Metin parçası:
####

CDU/CSU: Merkez sağ cephesi
Hristiyan Demokratlar (CDU/CSU) %28,6 oy ile seçimlerden birinci çıktı. Elbette seçim sonucu kutlandı ama seçim öncesi protestolar düşünüldüğünde de, yüzlerdeki gerginliği görmek için beden dili okumaya gerek olmadığını da söylemek mümkün. Hristiyan Demokratlar'ın lideri Friedrich Merz, seçim gecesi yaptığı açıklamada "AfD ile asla koalisyon yapmayacağız" diyerek seçim sürecinde protestolarla şekillenen çizgisini de belirledi. Ancak göçmen karşıtı söylemleriyle AfD seçmenine de göz kırpan CDU, kendi içinde bir bölünmeyi de hızlandırmış olabilir. SPD ile koalisyon ihtimali masada. Ancak bu durumun, Almanya'nın siyasi geleceğini istikrara mı kavuşturacak yoksa yeni bir kriz mi yaratacak, belirsiz olduğunu söylemek mümkün.
SPD: Merkez sol cephesi
Sosyal Demokratlar (SPD), %16,41 ile tarihinin en kötü seçim sonucunu aldı. Olaf Scholz'un "Acı ama gerçek" diyerek veda etmesi, partinin yaşadığı moral çöküntüyü anlatmaya yetiyor. Scholz'un seçmende güven kaybı yarattığı ortadaydı ama SPD kendi içinde bir seçim yapmadı. Kısaca seçmen mesajı verdi elbette. Bunların nedenini sadece Scholz'un şahsında aramamak lazım, koalisyonun dağıldığı sürece de bakmak gerekiyor. Şimdi SPD, "Gençleşmek ve güçlenmek" söylemleriyle kendini yeniden yaratmaya çalışıyor.
AfD: Aşırı sağ cephesi
AfD'nin yüzde 20,7 ile ana muhalefet olması, Almanya'nın siyasi tarihinde kırmızı alarm olarak kaydedilmeli ama dünyanın ana gidişatından da uzak değerlendirilmemeli. Doğu eyaletlerinde oy oranları yüzde 40'lara dayandı – ki zaten AfD sağlam adımlarla geliyordu. BfV'nin, partiyi aşırı sağcı olarak sınıflandırmasına rağmen oy patlaması yaşanması, seçmenlerin ya bu uyarılara kulak asmadığını ya da onları bilerek görmezden geldiğini gösteriyor.

####

Alıştırma: Lütfen Almanya'daki seçim sonuçlarını anlatan metni, son cümlesinden sonra gelecek biçimde sürdürün. Kayıtlar, seçim sonuçlarını anlatan metinden ayrı bir malzemedir.

Alıntı kayıtlar:

####

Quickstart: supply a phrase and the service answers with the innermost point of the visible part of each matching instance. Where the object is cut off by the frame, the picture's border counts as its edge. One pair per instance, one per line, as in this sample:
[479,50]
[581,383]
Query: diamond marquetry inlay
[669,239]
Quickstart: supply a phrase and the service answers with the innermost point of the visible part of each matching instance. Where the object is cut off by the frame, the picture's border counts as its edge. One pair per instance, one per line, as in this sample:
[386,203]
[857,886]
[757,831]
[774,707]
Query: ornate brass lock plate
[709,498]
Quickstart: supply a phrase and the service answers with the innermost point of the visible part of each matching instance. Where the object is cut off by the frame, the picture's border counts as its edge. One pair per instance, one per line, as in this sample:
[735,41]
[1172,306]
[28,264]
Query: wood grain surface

####

Cevap:
Seçimlerin ikincisi çıkan AfD, mecliste AfD daha görünür olacak. Ancak ırkçılığı normalleştiren bir partinin bu kadar güçlenmesi ve bu görünürlük hangi yola doğru evrilecek? Daha popülist bir sağa mı ya da toplumsal uzlaşının kaybolmasına mı?
FDP: Liberal cephe
Christian Lindner ve FDP için seçim sonuçları... derseniz Barajın altında kalan parti, siyasetin merkez sahnesinden dışlandı. Lindner, "Aktif siyasetten çekiliyorum" dedi. Aslında bu, onun ikinci vedası. Ama FDP'nin seçim yenilgisi, sadece bir liderin vedasından ibaret mi? Yoksa Almanya'da liberallerin artık sesinin duyulmadığının kanıtı mı? Ya da artık liberal tanımının altı boşalmaya mı başladı.
Genç seçmenler ise "klasik" partilere sırtını döndü. AfD ve Sol Parti'nin oy oranlarındaki artış, sistem karşıtı bir tavır mı yoksa "Bir şeyler değişmeli" çığlığı mı? Gençlerin merkez siyasetten uzaklaşması, önümüzdeki yıllarda siyasetin nasıl şekilleneceğine dair önemli ipuçları veriyor.
Elon Musk, AfD ve küresel destek: Yeni bir dönem mi?
AfD'nin yükselişi, yalnızca Almanya'nın değil, küresel siyasetin bir sonucu. Donald Trump ve Elon Musk'ın AfD'ye dolaylı veya doğrudan desteği, partiyi uluslararası alanda daha görünür hale getirdi. Musk'ın X (eski Twitter) platformu üzerinden AfD lehine paylaşımlar yapması, partinin dijital propagandasını güçlendirdi.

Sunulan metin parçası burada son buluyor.